# [REQUIREMENT]
Write out the part of the movie forum thread between "In the end, Baby" and "into the sunset.", inclusive, word for word.

# [DOCUMENT PASSAGE]
———

In the end, Baby Doll is captured, gets the lobotomy, but the orderly is eventually arrested for forging the psychiatrist's signature so she'll get the procedure. Sweet Pea gets on a bus and rides away into the sunset.

That's about it.


----------



## KingdomBlade (Mar 28, 2011)

Guild McCommunist said:
			
		

> BoxShot said:
> 
> 
> 
> ...



Meh, I got the story but it was trying very hard to look like some sort of Alice (video game) thing. Actually, the movie reminds me of the game just a little bit, the still, I felt that the movie lacked substance and had a very derivative and trying-to-be-complex plot. Why else would the director call it "Alice in Wonderland with machine guns"?


----------



## wrettcaughn (Apr 1, 2011)

It was okay I guess.  Saw it opening day with the wife.  She actually enjoyed it more than I did.

———

Location identification rows
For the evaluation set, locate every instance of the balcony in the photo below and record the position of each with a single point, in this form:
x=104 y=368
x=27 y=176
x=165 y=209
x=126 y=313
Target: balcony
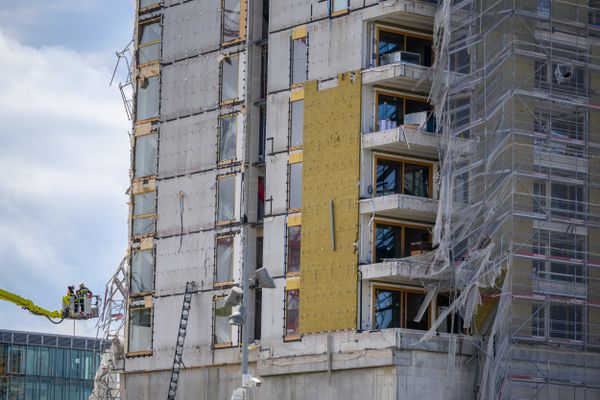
x=406 y=139
x=400 y=206
x=399 y=75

———

# [EXERCISE ANSWER]
In the end, Baby Doll is captured, gets the lobotomy, but the orderly is eventually arrested for forging the psychiatrist's signature so she'll get the procedure. Sweet Pea gets on a bus and rides away into the sunset.